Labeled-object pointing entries

>> begin

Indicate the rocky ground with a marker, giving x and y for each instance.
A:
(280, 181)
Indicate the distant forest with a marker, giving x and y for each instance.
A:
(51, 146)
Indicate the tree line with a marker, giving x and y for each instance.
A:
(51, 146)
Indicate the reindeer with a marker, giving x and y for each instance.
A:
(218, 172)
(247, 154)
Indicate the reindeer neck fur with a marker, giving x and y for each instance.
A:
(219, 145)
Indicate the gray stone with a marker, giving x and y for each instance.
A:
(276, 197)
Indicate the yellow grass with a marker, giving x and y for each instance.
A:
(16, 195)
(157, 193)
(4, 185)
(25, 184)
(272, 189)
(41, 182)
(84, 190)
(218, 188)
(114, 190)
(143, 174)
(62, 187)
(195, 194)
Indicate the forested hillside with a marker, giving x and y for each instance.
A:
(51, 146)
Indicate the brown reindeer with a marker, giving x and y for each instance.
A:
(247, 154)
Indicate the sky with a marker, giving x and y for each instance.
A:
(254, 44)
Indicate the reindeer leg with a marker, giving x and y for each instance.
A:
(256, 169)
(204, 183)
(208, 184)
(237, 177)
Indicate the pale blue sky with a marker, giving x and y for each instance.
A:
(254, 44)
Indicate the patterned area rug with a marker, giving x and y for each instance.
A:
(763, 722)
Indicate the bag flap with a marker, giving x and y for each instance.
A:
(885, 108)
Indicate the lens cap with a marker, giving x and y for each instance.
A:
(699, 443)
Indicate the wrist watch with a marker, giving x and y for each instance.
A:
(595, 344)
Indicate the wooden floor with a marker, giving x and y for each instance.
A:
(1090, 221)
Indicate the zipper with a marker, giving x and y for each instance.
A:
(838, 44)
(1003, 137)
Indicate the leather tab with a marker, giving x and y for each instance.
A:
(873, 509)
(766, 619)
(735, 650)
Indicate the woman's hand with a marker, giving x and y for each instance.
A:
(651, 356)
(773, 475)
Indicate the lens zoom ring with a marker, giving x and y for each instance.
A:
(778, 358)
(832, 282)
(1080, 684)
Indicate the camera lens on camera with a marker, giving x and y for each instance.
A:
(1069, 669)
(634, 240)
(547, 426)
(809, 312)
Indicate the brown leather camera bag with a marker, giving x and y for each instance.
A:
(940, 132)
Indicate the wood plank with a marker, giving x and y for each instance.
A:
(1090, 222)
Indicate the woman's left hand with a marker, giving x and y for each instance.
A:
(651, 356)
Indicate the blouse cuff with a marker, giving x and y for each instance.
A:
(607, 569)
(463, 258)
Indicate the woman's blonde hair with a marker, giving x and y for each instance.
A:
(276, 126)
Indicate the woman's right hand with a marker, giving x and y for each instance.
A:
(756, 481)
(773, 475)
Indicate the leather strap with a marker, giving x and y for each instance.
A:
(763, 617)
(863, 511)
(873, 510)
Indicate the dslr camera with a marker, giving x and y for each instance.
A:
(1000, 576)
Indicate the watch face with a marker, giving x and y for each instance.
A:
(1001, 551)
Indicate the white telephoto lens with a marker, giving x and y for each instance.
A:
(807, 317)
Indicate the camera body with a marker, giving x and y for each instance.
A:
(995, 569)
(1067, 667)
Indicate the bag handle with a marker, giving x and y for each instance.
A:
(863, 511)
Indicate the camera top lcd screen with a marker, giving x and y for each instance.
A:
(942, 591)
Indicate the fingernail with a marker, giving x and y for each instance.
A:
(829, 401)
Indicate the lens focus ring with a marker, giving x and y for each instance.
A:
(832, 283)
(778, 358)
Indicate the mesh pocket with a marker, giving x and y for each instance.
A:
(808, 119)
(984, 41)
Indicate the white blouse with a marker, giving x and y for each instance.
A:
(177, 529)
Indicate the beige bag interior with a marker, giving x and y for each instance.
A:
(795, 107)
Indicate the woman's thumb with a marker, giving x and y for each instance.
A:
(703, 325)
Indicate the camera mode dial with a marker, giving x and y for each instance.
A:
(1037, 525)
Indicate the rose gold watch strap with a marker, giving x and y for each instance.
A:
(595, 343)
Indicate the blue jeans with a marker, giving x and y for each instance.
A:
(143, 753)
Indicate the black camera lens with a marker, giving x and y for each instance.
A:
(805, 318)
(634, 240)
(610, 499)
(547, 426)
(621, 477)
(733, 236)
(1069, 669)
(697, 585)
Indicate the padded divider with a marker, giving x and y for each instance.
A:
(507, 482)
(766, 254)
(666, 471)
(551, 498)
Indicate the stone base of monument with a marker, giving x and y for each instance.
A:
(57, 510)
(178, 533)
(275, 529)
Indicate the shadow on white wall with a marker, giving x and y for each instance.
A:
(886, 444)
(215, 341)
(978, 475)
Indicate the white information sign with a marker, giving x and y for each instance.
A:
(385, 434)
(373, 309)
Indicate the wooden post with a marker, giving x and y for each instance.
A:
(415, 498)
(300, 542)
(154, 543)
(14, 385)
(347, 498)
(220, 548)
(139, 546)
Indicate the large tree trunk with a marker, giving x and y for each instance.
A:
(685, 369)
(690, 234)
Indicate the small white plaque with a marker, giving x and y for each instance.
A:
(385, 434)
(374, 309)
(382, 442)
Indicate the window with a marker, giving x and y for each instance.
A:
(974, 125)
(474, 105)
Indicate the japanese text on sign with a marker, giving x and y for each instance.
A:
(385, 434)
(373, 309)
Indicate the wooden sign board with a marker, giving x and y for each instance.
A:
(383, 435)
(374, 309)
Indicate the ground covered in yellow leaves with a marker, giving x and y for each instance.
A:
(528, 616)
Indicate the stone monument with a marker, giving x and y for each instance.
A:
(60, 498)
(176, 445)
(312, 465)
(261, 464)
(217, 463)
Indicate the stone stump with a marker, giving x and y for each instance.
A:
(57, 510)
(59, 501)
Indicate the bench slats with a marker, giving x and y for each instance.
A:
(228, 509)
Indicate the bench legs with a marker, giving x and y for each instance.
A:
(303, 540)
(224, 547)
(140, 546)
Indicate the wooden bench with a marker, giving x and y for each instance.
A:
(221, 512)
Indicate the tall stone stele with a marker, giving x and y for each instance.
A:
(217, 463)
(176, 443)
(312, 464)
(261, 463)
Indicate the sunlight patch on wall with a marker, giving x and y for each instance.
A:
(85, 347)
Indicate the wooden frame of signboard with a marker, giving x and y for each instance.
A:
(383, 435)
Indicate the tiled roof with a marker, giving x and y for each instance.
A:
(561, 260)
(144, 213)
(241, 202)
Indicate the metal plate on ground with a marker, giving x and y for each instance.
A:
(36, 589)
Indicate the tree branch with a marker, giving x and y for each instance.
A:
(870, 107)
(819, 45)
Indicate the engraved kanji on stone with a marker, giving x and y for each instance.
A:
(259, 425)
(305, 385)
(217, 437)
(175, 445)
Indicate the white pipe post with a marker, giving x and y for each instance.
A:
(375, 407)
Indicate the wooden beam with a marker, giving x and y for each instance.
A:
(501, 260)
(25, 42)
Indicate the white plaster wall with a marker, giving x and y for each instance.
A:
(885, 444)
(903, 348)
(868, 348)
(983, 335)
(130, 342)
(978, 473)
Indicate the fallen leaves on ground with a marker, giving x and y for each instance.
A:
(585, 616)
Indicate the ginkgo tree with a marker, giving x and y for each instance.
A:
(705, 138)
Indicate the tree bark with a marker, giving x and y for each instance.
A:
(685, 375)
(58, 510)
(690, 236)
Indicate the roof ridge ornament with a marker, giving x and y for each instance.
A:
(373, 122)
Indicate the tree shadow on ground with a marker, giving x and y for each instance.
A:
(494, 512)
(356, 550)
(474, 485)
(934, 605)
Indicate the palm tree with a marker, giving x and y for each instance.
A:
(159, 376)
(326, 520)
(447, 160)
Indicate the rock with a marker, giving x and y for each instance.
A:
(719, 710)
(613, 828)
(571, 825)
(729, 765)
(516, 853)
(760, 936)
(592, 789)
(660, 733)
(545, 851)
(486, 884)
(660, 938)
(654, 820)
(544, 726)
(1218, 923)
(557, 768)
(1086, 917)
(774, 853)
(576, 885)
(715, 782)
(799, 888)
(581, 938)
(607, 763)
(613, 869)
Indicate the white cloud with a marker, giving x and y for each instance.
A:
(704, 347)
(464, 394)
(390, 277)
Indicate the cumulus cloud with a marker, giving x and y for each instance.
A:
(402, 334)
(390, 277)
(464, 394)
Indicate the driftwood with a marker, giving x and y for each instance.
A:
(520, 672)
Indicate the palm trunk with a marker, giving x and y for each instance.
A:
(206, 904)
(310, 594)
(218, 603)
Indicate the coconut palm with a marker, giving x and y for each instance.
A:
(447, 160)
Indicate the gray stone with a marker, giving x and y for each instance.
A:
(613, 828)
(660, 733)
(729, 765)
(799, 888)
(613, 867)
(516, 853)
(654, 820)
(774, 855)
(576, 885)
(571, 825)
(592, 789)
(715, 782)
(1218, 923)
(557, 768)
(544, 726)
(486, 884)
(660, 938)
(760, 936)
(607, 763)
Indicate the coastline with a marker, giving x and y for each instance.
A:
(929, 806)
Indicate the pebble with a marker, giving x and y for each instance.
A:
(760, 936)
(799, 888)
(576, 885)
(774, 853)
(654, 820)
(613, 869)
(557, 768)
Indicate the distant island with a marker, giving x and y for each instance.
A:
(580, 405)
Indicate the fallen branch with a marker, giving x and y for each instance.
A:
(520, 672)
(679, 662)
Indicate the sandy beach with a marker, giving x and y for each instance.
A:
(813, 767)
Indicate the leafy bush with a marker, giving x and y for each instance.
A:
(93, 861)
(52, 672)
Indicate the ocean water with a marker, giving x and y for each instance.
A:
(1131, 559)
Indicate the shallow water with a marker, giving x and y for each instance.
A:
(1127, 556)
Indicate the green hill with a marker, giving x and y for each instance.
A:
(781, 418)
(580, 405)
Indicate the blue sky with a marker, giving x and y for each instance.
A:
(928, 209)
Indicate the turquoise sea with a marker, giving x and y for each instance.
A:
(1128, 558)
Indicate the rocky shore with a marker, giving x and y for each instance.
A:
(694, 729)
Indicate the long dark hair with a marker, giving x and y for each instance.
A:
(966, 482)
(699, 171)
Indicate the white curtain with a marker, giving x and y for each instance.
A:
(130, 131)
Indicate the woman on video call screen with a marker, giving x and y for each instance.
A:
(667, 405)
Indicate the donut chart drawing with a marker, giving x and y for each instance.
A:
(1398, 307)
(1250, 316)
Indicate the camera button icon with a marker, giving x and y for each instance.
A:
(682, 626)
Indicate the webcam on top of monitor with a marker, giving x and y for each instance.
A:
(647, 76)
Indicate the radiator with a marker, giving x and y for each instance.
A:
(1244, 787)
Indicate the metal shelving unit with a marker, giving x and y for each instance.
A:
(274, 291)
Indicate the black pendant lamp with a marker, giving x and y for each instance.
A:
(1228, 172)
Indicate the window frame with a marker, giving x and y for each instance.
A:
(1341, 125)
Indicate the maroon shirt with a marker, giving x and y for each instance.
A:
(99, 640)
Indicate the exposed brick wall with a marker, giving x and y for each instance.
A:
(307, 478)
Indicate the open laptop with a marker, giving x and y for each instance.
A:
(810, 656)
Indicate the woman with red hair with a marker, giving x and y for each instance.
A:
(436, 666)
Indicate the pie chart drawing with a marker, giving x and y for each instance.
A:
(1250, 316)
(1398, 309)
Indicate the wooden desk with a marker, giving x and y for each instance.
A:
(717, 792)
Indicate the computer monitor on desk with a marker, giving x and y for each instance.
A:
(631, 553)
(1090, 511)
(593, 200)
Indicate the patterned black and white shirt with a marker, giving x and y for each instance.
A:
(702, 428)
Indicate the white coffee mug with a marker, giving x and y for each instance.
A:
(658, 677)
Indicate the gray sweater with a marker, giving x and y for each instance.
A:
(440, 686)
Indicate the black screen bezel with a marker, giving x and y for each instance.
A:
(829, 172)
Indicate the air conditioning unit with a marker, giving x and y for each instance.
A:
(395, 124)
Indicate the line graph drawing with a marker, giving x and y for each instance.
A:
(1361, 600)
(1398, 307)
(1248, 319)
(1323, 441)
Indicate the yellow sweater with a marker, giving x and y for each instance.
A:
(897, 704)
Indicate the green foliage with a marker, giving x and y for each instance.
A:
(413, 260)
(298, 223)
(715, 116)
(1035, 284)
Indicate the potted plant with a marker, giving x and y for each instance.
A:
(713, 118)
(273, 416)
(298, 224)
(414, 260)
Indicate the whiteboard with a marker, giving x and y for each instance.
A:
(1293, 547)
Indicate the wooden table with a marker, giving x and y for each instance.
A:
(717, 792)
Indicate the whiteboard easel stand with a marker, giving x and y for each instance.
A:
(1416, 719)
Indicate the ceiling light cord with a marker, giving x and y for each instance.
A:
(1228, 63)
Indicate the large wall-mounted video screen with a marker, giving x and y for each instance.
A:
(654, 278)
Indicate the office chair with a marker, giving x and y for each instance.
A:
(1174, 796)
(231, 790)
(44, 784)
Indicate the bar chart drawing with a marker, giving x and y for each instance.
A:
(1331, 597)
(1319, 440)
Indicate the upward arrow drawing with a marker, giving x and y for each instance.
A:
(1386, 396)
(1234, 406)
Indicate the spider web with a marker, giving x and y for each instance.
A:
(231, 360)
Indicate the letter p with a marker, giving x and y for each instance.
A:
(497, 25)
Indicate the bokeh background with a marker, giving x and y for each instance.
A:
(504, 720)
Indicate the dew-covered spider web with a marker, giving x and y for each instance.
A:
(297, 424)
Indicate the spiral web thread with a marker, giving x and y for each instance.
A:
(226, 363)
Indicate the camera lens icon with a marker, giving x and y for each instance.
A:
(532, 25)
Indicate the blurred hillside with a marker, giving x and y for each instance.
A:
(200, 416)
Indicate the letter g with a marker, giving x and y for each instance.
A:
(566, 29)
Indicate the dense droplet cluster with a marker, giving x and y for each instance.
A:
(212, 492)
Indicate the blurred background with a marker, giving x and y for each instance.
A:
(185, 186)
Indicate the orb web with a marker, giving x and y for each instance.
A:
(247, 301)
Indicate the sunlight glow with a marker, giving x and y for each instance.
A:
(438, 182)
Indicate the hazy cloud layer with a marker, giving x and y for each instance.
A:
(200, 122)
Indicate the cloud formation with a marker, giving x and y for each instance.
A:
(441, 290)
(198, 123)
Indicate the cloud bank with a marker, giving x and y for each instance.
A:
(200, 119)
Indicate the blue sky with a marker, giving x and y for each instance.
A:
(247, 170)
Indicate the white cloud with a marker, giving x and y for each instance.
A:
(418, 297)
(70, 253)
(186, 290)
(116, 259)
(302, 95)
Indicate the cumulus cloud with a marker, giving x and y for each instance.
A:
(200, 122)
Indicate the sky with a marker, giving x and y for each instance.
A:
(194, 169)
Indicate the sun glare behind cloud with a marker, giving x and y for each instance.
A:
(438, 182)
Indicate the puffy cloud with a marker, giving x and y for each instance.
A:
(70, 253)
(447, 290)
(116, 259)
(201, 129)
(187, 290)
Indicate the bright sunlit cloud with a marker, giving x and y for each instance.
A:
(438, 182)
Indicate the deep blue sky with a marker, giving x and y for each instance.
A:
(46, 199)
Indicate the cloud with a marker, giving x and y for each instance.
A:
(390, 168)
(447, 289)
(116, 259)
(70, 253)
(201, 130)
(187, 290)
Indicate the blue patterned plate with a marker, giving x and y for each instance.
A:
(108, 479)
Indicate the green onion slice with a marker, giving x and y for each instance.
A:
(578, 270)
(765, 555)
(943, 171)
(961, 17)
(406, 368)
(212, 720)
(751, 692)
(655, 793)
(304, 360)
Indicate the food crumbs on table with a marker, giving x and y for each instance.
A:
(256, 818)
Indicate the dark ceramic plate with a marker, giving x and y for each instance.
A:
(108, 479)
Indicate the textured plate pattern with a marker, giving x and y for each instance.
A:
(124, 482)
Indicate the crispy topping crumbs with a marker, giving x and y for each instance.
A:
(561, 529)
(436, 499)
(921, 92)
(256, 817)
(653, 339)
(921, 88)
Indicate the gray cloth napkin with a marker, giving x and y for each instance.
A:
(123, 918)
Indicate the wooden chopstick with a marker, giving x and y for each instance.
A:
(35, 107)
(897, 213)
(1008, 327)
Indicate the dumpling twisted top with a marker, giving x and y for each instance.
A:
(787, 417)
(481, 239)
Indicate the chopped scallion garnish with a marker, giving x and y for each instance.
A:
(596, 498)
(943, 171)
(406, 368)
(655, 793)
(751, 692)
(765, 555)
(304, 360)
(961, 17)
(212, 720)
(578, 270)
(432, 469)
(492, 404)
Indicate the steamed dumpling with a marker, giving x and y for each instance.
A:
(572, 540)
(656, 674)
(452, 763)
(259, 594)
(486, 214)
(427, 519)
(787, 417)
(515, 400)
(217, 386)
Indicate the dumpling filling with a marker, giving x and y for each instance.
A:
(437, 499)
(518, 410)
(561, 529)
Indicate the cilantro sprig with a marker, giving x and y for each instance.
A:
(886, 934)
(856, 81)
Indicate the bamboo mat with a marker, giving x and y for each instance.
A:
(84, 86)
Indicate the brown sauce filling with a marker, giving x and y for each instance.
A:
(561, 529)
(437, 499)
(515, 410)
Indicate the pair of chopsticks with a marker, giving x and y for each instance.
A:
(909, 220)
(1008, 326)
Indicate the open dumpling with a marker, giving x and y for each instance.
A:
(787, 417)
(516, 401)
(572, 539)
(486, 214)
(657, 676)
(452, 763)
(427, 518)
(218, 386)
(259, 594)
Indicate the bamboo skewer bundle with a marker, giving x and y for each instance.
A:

>> end

What the task requires :: Leave out every line before the one containing "Indicate the gray cloth"; set down that line and all remaining lines of the material exactly.

Output ::
Indicate the gray cloth napkin with a marker, giving x and y for each instance.
A:
(123, 918)
Indicate the wooden chopstick with a marker, giving x and y for each instance.
A:
(35, 107)
(897, 213)
(1008, 327)
Indicate the dumpling twisted top with a marker, giving x and y for each instance.
A:
(787, 417)
(481, 239)
Indicate the chopped scallion garnish with a marker, giving x and y for each instance.
A:
(596, 498)
(943, 171)
(406, 368)
(655, 793)
(751, 692)
(765, 555)
(304, 360)
(961, 17)
(212, 720)
(578, 270)
(432, 469)
(492, 404)
Indicate the steamed dumpling with a marker, giving x and y for each instance.
A:
(572, 540)
(656, 674)
(452, 763)
(259, 594)
(486, 214)
(427, 519)
(787, 417)
(515, 400)
(217, 386)
Indicate the dumpling filling with a marker, giving x and y for each instance.
A:
(437, 499)
(518, 410)
(561, 529)
Indicate the cilantro sprig with a marker, giving x and y for each instance.
A:
(886, 934)
(856, 81)
Indicate the bamboo mat with a marker, giving x and y for each instance.
A:
(84, 86)
Indicate the brown sauce filling with a marker, giving x and y for each instance.
A:
(561, 529)
(437, 499)
(515, 410)
Indicate the pair of chopsticks with a marker, giving x and y for each instance.
A:
(909, 220)
(1008, 326)
Indicate the open dumpling with a marker, giving x and y for each instance.
A:
(787, 417)
(516, 401)
(572, 539)
(486, 214)
(657, 676)
(452, 763)
(427, 518)
(218, 386)
(259, 594)
Indicate the bamboo skewer bundle with a marker, giving x and y for each instance.
A:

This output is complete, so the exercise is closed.